-- Exercise task 1 --
Output the news excerpt about the acquittal of two Six Nations Police Service officers word for word.

-- Document excerpt --

A jury has found two Six Nations Police Service officers not guilty of forcible entry, forcible confinement and assault after they exigently entered a property while investigating a brutal beating in 2010, says Toronto criminal lawyer Joseph Neuberger. Read Brantford Expositor

Sgt. Tim Bomberry and Cst. Marwood White pleaded not guilty to the charges in the case, which hinged on whether the two officers were legally justified in entering the home without a warrant after the assault.  See Prior Story 

"We are very pleased with the verdict," says Neuberger, who represented White. "To my knowledge, this was a first in that an officer was charged for searching a crime scene in order to preserve the destruction of evidence, where there were grounds for the search but no warrant was obtained. This case could have sent a chill through policing across the country had there not been acquittals."

In January 2010, four police officers – Bomberry and White from Six Nations and two from the Ontario Provincial Police (OPP) – conducted a joint investigation into the assault of Ross Martin, said Neuberger, partner with Neuberger Rose LLP. Concerned that evidence was going to be destroyed after the attack, the officers entered a Six Nations home under exigent circumstances and when confronted with an aggressive man, White used a Taser to control him, he continued.

-- Supplied material --
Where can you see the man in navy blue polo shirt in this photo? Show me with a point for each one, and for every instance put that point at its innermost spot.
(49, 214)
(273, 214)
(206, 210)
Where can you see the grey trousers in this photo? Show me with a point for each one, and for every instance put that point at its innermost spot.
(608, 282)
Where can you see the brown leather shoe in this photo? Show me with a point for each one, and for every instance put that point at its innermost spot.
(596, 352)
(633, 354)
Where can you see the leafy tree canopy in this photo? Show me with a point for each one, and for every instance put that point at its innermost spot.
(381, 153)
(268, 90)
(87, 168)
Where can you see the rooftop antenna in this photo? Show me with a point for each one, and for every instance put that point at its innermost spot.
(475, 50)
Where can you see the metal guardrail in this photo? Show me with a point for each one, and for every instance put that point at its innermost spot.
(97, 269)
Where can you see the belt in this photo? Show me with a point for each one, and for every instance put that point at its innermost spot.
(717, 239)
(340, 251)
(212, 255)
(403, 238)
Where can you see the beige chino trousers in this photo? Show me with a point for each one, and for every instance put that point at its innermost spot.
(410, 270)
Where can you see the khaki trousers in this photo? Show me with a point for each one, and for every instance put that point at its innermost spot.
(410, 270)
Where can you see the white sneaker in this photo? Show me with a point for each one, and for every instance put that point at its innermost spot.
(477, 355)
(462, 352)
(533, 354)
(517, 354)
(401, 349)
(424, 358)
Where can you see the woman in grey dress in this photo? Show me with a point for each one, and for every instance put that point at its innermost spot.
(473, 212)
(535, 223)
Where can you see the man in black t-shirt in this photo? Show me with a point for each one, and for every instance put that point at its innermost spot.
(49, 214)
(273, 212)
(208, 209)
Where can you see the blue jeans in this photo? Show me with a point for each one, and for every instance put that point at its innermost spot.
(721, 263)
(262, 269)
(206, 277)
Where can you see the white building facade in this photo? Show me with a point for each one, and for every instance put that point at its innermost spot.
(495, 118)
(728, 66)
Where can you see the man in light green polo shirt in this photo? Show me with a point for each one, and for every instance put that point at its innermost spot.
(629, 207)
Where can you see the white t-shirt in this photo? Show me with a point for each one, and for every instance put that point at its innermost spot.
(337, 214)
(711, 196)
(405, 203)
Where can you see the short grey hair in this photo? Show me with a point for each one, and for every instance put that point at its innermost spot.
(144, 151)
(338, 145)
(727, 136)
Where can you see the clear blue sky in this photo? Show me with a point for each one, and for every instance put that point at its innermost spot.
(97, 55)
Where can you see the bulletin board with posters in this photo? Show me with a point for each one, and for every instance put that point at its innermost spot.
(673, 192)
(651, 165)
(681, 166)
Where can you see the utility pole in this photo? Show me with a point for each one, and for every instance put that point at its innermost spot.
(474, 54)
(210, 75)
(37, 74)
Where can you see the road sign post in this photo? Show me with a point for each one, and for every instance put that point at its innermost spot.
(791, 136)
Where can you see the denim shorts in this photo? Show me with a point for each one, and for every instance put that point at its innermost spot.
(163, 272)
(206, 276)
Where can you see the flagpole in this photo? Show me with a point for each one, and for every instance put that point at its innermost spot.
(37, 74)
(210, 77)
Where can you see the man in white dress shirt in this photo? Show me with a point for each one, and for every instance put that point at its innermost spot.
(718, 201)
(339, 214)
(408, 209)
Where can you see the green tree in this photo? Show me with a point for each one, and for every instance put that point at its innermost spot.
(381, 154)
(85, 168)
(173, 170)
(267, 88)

-- Exercise task 2 --
Rescale the part of the records that opens with the line containing "Where can you see the green" and runs through the end of the records, and output only those lines, requests included. Multiply every point coordinate in the answers by 2.4 and round each result to a whole number, with halves rounded up.

-- Final result 1 --
A jury has found two Six Nations Police Service officers not guilty of forcible entry, forcible confinement and assault after they exigently entered a property while investigating a brutal beating in 2010, says Toronto criminal lawyer Joseph Neuberger. Read Brantford Expositor

Sgt. Tim Bomberry and Cst. Marwood White pleaded not guilty to the charges in the case, which hinged on whether the two officers were legally justified in entering the home without a warrant after the assault.  See Prior Story 

"We are very pleased with the verdict," says Neuberger, who represented White. "To my knowledge, this was a first in that an officer was charged for searching a crime scene in order to preserve the destruction of evidence, where there were grounds for the search but no warrant was obtained. This case could have sent a chill through policing across the country had there not been acquittals."

In January 2010, four police officers – Bomberry and White from Six Nations and two from the Ontario Provincial Police (OPP) – conducted a joint investigation into the assault of Ross Martin, said Neuberger, partner with Neuberger Rose LLP. Concerned that evidence was going to be destroyed after the attack, the officers entered a Six Nations home under exigent circumstances and when confronted with an aggressive man, White used a Taser to control him, he continued.

-- Final result 2 --
Where can you see the green tree in this photo? Show me with a point for each one, and for every instance put that point at its innermost spot.
(914, 370)
(204, 403)
(415, 408)
(641, 211)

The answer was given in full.